Data extract:
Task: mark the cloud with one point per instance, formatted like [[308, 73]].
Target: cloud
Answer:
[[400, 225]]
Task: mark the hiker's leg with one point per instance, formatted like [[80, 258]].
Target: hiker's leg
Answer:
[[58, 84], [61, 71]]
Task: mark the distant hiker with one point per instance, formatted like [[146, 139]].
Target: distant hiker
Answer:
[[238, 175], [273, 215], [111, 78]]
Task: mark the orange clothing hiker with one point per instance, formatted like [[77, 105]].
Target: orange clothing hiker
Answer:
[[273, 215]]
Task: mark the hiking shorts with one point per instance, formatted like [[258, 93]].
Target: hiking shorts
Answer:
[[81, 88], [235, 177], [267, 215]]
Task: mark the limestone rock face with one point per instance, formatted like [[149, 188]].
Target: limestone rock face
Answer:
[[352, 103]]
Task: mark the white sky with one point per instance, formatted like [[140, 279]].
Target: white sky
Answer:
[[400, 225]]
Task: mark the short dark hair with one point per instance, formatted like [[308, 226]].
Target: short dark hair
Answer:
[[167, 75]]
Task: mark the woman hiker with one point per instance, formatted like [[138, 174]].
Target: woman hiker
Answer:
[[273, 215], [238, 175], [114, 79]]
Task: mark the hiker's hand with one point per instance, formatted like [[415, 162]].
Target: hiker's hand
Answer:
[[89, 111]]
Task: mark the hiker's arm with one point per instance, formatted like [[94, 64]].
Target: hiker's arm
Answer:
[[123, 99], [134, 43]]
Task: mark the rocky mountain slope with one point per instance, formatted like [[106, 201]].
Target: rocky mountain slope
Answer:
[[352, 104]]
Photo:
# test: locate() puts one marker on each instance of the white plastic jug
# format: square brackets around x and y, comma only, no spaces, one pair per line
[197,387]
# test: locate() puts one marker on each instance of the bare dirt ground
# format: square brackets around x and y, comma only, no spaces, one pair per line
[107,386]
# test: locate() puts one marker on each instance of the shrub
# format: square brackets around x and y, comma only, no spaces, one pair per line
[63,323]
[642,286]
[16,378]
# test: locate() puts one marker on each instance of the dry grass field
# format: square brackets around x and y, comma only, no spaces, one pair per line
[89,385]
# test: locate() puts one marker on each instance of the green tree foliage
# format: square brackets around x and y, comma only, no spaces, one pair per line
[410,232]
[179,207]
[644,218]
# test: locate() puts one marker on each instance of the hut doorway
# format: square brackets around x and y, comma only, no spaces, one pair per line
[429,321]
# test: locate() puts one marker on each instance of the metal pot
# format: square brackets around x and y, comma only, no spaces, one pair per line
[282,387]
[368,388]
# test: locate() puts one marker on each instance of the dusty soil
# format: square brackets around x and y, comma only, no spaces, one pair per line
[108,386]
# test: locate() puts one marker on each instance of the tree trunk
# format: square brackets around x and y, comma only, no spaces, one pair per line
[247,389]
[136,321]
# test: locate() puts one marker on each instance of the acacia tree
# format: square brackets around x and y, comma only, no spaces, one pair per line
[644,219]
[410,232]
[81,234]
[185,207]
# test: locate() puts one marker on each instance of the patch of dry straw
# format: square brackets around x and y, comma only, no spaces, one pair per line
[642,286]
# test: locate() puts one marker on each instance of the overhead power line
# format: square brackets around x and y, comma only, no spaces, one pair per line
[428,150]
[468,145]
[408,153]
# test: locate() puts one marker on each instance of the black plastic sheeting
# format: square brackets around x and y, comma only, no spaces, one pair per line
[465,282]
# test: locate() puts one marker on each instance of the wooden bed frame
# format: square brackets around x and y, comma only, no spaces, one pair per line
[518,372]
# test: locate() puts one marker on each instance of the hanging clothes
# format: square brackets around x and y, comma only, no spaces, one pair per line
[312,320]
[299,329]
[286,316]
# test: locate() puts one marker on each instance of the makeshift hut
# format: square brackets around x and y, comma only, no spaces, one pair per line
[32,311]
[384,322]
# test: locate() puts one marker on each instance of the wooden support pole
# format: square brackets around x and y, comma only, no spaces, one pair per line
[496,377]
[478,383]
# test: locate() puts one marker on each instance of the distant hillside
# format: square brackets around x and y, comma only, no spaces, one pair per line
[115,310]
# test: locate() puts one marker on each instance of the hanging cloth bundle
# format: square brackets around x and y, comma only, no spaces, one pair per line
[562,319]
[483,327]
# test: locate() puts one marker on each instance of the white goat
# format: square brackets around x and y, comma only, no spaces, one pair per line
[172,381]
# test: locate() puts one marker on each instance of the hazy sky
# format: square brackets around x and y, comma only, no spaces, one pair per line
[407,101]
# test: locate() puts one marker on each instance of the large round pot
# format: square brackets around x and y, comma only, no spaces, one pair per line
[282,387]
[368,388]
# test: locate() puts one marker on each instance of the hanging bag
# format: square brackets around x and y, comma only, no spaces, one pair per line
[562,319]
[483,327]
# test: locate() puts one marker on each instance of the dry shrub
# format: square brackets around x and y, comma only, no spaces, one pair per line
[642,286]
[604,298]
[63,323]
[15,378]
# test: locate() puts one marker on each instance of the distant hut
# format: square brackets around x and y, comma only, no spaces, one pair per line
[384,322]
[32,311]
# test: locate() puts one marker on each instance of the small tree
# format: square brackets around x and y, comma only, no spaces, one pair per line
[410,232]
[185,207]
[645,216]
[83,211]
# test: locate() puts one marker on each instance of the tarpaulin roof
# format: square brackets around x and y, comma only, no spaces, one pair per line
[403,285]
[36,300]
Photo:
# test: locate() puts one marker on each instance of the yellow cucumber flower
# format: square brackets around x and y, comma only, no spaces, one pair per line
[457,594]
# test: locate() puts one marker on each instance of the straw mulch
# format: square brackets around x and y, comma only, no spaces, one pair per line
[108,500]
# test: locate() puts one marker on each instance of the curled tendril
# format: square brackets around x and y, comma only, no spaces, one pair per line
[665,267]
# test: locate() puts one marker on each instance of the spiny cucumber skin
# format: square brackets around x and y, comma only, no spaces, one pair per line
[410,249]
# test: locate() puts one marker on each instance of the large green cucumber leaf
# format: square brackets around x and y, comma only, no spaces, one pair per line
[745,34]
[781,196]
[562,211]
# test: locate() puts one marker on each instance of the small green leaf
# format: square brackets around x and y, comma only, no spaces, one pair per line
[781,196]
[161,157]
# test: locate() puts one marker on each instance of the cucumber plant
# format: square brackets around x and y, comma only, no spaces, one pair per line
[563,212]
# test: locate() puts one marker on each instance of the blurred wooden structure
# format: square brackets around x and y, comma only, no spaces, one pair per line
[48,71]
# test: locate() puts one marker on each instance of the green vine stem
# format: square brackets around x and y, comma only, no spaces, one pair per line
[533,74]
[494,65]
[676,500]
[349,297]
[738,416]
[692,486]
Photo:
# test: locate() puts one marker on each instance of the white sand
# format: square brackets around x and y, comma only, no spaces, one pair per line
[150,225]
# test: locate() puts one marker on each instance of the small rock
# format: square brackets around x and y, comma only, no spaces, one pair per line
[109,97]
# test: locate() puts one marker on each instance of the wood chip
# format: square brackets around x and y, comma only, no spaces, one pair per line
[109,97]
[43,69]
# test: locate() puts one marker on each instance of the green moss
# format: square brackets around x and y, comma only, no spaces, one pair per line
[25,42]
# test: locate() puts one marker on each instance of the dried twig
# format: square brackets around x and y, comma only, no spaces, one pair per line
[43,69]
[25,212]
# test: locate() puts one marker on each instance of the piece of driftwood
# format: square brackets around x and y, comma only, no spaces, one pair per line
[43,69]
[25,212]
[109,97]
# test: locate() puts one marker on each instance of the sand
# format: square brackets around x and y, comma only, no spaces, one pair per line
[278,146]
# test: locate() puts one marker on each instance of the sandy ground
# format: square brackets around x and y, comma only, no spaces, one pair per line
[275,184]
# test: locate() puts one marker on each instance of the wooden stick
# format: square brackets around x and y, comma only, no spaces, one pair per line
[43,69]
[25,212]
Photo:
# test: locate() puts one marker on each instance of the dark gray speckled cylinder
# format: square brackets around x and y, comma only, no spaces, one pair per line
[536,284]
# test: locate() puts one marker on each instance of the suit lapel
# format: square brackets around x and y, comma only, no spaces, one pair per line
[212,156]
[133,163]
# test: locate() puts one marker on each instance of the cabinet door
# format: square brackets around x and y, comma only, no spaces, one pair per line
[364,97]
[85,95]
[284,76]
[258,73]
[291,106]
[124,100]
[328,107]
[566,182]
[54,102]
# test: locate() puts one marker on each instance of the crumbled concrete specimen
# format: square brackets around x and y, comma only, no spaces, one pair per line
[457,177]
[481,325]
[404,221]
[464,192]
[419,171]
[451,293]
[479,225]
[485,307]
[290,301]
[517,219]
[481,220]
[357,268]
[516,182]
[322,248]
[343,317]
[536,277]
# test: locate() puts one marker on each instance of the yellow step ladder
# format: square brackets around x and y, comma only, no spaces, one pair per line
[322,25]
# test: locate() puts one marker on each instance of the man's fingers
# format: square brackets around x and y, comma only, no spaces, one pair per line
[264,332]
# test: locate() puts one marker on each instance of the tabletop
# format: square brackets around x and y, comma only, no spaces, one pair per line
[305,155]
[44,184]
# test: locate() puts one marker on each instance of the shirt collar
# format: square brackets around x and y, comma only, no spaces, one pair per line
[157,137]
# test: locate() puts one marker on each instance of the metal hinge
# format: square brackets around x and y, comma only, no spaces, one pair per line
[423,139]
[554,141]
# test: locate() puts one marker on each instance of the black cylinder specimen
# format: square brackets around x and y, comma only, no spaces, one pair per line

Written task: Substitute "Label" for "Target" in the lines that run from the first line of the records through the line with "[[81, 88], [235, 177], [267, 215]]", and give back only those lines with everything else unchanged.

Final answer:
Task: mark the cloud with one point per instance, formatted like [[308, 73]].
Label: cloud
Answer:
[[400, 225]]
Task: mark the hiker's leg with one point per instance, formatted like [[80, 258]].
Label: hiker's leg
Answer:
[[58, 84], [61, 71]]
Task: mark the distant hiker with one point per instance, formatted like [[146, 139]].
Label: distant hiker
Answer:
[[238, 175], [273, 215], [111, 78]]
Task: mark the orange clothing hiker with one point per instance, formatted like [[77, 105]].
Label: orange clothing hiker
Answer:
[[273, 215]]
Task: mark the hiking shorts with one point per instance, formatted like [[258, 93]].
Label: hiking shorts
Answer:
[[81, 88], [235, 177], [267, 215]]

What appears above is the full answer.